• What you will do
Each record below is to be copied word for word, with pictures removed.

• Data listing
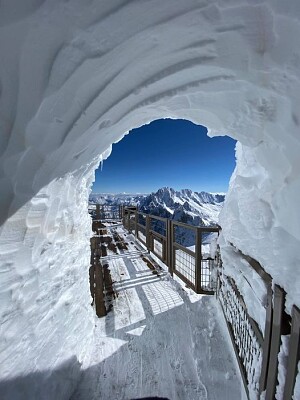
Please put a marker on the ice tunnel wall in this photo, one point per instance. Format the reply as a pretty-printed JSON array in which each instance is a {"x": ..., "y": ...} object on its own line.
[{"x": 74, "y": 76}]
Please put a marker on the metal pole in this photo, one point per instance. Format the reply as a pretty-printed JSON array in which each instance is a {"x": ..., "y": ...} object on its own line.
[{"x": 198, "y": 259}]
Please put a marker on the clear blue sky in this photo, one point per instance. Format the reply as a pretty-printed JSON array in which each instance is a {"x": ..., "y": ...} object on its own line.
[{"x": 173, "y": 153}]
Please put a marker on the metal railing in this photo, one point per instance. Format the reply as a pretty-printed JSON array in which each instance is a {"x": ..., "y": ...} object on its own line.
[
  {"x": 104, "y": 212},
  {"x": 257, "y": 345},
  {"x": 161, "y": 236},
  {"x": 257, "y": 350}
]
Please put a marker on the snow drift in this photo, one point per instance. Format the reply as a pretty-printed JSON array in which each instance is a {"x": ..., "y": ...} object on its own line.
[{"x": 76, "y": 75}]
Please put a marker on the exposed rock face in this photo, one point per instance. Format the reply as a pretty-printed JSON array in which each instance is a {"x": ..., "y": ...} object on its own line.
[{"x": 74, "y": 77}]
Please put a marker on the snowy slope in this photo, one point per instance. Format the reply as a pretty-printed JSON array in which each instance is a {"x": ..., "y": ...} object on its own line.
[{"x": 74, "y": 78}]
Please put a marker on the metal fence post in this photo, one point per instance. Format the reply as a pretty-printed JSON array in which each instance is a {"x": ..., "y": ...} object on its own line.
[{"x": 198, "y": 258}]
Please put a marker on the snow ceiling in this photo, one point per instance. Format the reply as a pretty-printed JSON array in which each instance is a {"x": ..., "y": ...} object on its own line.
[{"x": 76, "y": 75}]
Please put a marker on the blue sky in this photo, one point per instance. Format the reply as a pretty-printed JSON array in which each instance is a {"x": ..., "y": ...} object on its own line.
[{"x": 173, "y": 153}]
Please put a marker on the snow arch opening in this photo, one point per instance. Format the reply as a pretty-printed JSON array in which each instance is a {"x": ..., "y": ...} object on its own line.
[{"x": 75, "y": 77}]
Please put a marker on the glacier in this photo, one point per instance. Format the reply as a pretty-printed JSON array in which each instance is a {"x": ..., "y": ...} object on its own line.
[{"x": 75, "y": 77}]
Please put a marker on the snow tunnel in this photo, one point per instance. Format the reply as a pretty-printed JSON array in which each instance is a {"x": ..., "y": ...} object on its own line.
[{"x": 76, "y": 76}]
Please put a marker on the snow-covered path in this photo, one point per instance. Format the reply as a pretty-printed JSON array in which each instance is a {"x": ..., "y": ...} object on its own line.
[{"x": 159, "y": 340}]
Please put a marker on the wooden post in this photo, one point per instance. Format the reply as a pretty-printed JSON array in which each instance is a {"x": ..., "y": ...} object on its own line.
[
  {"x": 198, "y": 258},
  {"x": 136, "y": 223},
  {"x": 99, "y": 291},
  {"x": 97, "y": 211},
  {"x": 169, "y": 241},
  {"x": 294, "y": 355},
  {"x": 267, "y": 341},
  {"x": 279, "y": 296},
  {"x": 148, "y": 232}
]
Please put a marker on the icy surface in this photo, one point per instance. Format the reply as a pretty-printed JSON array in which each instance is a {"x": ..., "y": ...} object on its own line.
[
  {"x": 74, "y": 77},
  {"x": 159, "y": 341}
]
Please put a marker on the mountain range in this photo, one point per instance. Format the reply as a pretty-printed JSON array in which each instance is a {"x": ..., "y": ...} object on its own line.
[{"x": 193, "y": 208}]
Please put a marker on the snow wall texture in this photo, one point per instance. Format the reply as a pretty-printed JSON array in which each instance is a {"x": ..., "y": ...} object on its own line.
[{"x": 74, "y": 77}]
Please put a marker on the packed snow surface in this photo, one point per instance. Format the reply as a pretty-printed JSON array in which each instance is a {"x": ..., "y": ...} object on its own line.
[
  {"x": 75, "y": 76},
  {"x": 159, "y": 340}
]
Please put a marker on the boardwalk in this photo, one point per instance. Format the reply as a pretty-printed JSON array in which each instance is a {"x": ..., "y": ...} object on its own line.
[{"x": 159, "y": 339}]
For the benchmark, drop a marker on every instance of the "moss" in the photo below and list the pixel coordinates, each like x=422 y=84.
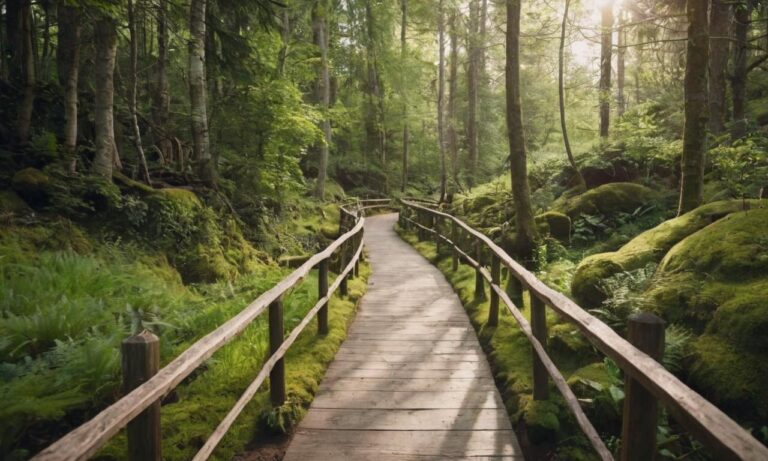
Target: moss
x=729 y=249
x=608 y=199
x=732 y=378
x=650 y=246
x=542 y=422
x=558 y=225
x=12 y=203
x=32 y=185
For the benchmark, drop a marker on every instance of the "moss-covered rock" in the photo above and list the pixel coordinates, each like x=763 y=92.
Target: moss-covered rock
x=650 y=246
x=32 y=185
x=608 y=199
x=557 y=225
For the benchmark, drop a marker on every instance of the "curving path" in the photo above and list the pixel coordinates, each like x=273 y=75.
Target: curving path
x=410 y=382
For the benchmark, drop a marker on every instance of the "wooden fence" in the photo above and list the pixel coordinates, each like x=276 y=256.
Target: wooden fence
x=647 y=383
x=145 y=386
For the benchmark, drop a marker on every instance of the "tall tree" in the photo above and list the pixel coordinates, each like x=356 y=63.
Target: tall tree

• Response for this exercise
Please put a marker on the ice tunnel wall in this photo, one point per instance. Format the reply as a pretty-printed JSON array in which each instance is a {"x": ..., "y": ...} object on its own line.
[{"x": 74, "y": 76}]
Please put a marker on the metal pole in this photo, one point per instance. Format the reply as a pretty-printed JSON array in which each instance is a {"x": ..., "y": ...} object on its own line.
[{"x": 198, "y": 259}]
Please put a marker on the clear blue sky in this photo, one point per instance. Format the reply as a pretty-printed JSON array in which each instance is a {"x": ..., "y": ...} object on its own line.
[{"x": 173, "y": 153}]
Please put a marker on the metal railing in this photo, one point per instance. Format the reply as a pretty-printed JSON array in which each instance is a {"x": ..., "y": ...} object on its own line.
[
  {"x": 104, "y": 212},
  {"x": 257, "y": 345},
  {"x": 161, "y": 236},
  {"x": 257, "y": 350}
]
Please put a marker on the snow drift in this photo, one point per instance. Format the reply as a pretty-printed JSON array in which each instance is a {"x": ..., "y": ...} object on its own line.
[{"x": 76, "y": 75}]
Please put a marker on the exposed rock face in this photo, one point per instance. Format the reply as a pretty-printed JSON array in which each instance is a {"x": ..., "y": ...} object on its own line.
[{"x": 74, "y": 77}]
Please put a marker on the snowy slope in this photo, one point per instance. Format the reply as a pretty-printed JSON array in which each instance is a {"x": ..., "y": ...} object on its own line.
[{"x": 74, "y": 78}]
Please put a marker on the metal fence post in this photo, one point per instance. Format the reply as a pretty-printed JSON array in which each instance is a {"x": ..., "y": ...} object on its own line.
[{"x": 198, "y": 258}]
Please put a marker on the snow ceiling in this photo, one point per instance. Format the reply as a pretty-printed JSON array in which each instance is a {"x": ..., "y": ...} object on its own line.
[{"x": 76, "y": 75}]
Please put a marker on the blue sky in this photo, one point per instance. Format the reply as a pretty-printed JSON array in which each instance is a {"x": ..., "y": ...} object on its own line.
[{"x": 173, "y": 153}]
Please put a marker on the snow arch opening in this photo, one point per instance. Format the reply as a pretty-printed JSON array in which each instance is a {"x": ..., "y": ...} object on its own line.
[{"x": 75, "y": 77}]
Please put a marker on the glacier in this photo, one point per instance. Format the reply as a pretty-printed JSON array in which each instance is a {"x": ..., "y": ...} object on its own line.
[{"x": 75, "y": 77}]
Please put a marker on the snow tunnel in this photo, one point per instance. Format the reply as a pretty-printed JSON array in which each instance is a {"x": ..., "y": ...} object on its own line.
[{"x": 76, "y": 76}]
Please put a marker on the snow-covered path in this photo, one point per instance. Format the reply as a pretty-printed JSON array in which each instance is a {"x": ..., "y": ...} object on its own line.
[{"x": 159, "y": 340}]
Please put a marker on the wooden post in this photo, one point per instance. Format the reply as a pretty-printed JSON array in which each instance is a {"x": ..., "y": ...} object on its own line.
[
  {"x": 198, "y": 258},
  {"x": 136, "y": 223},
  {"x": 99, "y": 291},
  {"x": 97, "y": 211},
  {"x": 169, "y": 241},
  {"x": 294, "y": 355},
  {"x": 267, "y": 341},
  {"x": 279, "y": 296},
  {"x": 148, "y": 232}
]
Please put a marker on the icy surface in this photo, one point per instance. Format the reply as a pretty-printed JSON array in which each instance is a {"x": ..., "y": ...} object on its own line.
[
  {"x": 74, "y": 77},
  {"x": 159, "y": 341}
]
Please put a marker on the mountain range in this photo, one point per instance. Format the reply as a pretty-printed JSON array in which each instance is a {"x": ..., "y": ...} object on its own line.
[{"x": 193, "y": 208}]
Please put a marker on the snow wall texture in this photo, one point per instance. Format the reply as a pretty-printed JSON array in which each instance is a {"x": ..., "y": ...} object on its own line.
[{"x": 74, "y": 77}]
Please put a marker on the packed snow surface in this photo, one point per instance. Format the reply as a pretty-printed JSON array in which each instance is a {"x": ..., "y": ...} object on its own line.
[
  {"x": 75, "y": 76},
  {"x": 159, "y": 340}
]
Please put a marker on the boardwalk in this photo, one point per instance. Format the reply as a pretty-printed JSON array in which each instance is a {"x": ..., "y": ...} object on its own line.
[{"x": 159, "y": 339}]
For the benchmark, drop a marker on every instance of the "moss" in the photo below and list the pixel coordinates, each like x=422 y=84.
Target: moss
x=729 y=249
x=608 y=199
x=732 y=378
x=650 y=246
x=542 y=422
x=558 y=225
x=12 y=203
x=32 y=185
For the benchmark, drop a marker on every instance of the "moss-covered rock" in the photo above and list the pixel coordinates, each like x=763 y=92.
Target: moss-covered rock
x=650 y=246
x=32 y=185
x=608 y=199
x=557 y=225
For the benchmark, drop a marker on every instance of the "curving path" in the photo above and list the pixel coordinates, each like x=273 y=75.
Target: curving path
x=410 y=382
For the benchmark, drop a marker on every instance of the "wooden fence" in the photo above and list the pixel coordinates, each like x=276 y=256.
Target: wooden fence
x=647 y=383
x=145 y=386
For the benchmark, drop a marker on every instance of the "tall tree" in the photo above and list the pixel coordinates, each like x=356 y=63.
Target: tall tree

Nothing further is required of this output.